Please answer from the forum discussion about Excel in finance: what size of Excel file does the reply say a normal office computer can handle?

**Document passage**.
___

How long does Excel have left in finance?

Been applying for internship positions and still notice that Excel skills are required. However, I am also noticing many positions asking for programming experience in Python. My question is pretty simple. How long do you all think Excel has left in this industry?

 

Excel = spreadsheets = data in tables = data analysis = insights = value

Based on the above, I think Excel has a pretty strong foothold in the way financial and accountinginformation is organized, analyzed and presented. Maybe Tableau is better for some use cases, maybe Python is better for other use cases, but Excel is overall a generally useful jack-of-all-trades program.

EDIT:

Practically speaking, the difference in computation speed for most use cases is totally de minimus as compared to the time spent by humans analyzing and interpreting the data. (Caveat: other than quantitative data mining where you will have hundreds/thousands of worksheets or gigabytes of data)

A normal office computer can handle a 10 MB Excel file and crunch a bunch of figures in a few seconds, Python wouldn't make a dent in productivity of the average front office banker, corporate banker, accountant, or consultan. As I mentioned, HFT or algorithms are different but they have already moved way past Excel.

___

**Raw records**.
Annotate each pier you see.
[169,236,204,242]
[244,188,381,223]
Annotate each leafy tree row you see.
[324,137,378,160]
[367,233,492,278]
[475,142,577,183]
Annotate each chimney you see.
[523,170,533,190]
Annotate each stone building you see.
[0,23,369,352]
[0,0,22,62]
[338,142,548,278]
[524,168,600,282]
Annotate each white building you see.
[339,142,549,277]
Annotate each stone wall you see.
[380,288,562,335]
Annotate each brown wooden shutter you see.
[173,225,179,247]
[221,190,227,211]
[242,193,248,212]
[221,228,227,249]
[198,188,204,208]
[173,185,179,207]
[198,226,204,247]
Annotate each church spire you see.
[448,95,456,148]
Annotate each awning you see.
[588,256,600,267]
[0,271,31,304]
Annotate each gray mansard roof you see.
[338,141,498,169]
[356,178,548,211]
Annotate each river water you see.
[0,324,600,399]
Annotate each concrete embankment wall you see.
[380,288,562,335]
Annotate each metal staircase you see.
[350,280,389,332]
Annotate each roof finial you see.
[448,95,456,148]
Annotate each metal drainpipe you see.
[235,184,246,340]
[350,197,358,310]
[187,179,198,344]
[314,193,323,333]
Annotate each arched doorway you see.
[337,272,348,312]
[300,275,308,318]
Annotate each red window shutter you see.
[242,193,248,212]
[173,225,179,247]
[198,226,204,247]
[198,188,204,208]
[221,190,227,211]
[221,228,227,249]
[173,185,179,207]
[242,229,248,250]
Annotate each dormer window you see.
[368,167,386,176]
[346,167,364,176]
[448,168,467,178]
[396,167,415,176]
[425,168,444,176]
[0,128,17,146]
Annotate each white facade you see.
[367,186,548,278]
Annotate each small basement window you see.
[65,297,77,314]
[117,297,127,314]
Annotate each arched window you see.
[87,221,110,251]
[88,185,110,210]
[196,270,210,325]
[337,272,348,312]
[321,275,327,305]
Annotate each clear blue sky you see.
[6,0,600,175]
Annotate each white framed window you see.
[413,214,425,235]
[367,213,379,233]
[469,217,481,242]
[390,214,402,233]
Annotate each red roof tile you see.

___

**Worked answer**.
A 10 MB Excel file.